Description of the task: Write out the listing, please, but only from its first line through the line containing "frame in this photo", exactly as given and without pictures.

Data for the task:
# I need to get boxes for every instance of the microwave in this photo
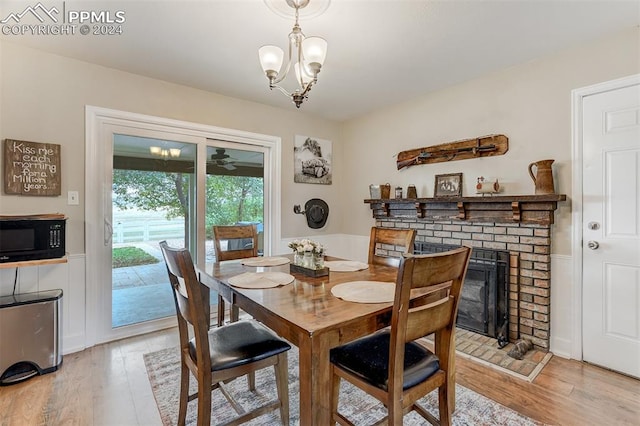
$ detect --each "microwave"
[0,216,66,263]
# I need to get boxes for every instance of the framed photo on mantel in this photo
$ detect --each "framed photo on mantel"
[434,173,462,197]
[4,139,61,196]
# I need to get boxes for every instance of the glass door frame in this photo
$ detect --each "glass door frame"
[85,106,281,346]
[202,140,268,263]
[111,132,199,329]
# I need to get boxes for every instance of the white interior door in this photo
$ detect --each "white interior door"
[582,81,640,378]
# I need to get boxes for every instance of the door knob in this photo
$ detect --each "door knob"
[587,240,599,250]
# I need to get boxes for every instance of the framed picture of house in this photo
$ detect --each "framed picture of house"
[294,135,332,185]
[434,173,463,197]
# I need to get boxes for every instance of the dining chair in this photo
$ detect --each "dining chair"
[368,226,416,267]
[213,224,259,262]
[213,224,259,326]
[330,246,472,426]
[159,241,291,426]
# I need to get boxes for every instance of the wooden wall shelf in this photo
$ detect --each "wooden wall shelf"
[0,256,68,269]
[364,194,566,225]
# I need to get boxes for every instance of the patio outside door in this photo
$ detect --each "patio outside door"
[111,134,197,328]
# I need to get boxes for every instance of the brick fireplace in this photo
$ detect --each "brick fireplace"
[365,195,566,350]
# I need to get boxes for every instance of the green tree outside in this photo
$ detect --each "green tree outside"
[113,170,263,241]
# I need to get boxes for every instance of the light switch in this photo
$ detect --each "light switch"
[68,191,79,205]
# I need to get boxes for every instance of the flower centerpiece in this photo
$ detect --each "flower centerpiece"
[288,239,325,270]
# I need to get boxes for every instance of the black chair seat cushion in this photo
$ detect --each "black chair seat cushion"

Reply:
# I need to get boxes for every instance of the microwave in this photo
$ detect --each "microwave"
[0,216,66,263]
# I need to get boxes for every instance of the framed photo on mantel in this photo
$ detect --each "framed photo on mantel"
[434,173,462,197]
[4,139,61,196]
# I need to get boxes for every instance of the glass door frame in this photo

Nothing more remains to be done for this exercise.